Stated exercise:
Pick out every line in the listing below that contains the word "green" and copy each one.

Supplied data:
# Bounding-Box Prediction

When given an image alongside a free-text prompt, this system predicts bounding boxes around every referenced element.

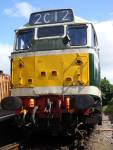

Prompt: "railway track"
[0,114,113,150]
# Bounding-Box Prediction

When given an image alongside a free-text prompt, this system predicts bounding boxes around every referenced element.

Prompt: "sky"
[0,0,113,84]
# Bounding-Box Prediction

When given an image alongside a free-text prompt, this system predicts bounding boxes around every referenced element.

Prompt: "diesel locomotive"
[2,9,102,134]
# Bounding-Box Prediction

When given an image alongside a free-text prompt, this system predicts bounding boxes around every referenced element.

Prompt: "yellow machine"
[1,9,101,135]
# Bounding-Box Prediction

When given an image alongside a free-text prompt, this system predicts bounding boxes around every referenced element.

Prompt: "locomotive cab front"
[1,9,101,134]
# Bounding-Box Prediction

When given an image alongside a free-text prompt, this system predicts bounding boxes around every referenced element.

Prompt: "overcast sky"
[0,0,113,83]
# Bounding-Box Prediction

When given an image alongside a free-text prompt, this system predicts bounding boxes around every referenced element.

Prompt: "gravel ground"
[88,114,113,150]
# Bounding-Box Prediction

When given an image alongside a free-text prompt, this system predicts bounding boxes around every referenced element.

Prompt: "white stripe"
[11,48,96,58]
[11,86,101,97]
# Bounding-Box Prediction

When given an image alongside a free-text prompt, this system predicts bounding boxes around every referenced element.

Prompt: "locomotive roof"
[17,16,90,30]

...

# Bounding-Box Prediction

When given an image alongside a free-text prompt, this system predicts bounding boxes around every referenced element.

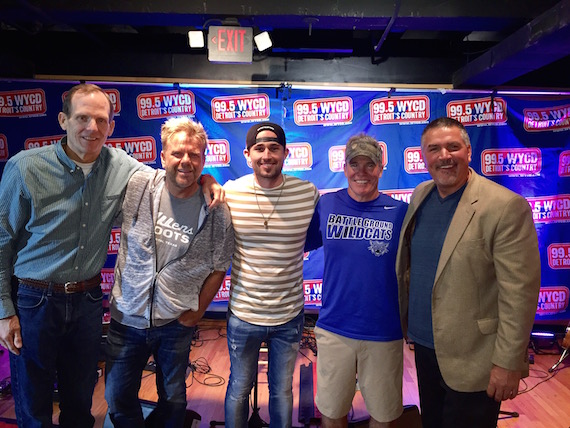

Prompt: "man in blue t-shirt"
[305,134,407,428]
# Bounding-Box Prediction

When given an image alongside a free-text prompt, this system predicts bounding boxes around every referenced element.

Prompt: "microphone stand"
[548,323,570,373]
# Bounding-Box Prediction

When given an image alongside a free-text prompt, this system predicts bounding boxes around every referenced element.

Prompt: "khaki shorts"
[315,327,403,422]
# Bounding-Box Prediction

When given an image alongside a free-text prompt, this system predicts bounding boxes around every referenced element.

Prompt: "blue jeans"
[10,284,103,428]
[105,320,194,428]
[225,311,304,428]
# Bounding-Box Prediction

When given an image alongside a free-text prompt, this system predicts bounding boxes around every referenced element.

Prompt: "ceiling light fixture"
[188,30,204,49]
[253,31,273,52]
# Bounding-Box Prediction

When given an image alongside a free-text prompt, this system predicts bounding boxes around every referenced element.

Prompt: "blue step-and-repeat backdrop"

* * *

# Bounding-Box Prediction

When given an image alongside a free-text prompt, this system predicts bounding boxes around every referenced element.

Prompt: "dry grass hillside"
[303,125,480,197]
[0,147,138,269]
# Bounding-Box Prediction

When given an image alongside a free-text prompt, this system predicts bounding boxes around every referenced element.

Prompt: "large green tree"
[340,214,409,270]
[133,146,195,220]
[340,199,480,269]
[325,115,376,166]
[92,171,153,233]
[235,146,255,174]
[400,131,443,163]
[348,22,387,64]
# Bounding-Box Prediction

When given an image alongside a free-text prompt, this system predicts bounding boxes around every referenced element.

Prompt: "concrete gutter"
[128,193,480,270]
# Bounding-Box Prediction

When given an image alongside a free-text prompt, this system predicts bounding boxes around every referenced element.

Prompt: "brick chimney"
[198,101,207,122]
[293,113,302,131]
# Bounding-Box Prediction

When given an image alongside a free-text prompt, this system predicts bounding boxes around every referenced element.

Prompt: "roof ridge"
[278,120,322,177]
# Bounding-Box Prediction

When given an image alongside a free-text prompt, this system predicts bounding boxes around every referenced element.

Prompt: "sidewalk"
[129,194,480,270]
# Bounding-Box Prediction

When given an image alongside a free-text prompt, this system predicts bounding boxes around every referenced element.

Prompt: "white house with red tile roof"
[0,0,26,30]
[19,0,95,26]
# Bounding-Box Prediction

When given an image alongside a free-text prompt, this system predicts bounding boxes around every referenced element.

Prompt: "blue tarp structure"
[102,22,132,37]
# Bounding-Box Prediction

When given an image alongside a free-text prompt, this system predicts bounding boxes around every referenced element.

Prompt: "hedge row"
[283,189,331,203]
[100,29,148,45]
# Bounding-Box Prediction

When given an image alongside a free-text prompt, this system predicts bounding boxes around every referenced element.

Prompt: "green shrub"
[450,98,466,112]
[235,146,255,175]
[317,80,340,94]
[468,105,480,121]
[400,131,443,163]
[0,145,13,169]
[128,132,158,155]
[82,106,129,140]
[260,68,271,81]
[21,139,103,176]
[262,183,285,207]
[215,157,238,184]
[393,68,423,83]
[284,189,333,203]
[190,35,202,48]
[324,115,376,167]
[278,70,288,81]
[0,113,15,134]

Reply:
Prompt: "large green tree"
Prompt: "green shrub"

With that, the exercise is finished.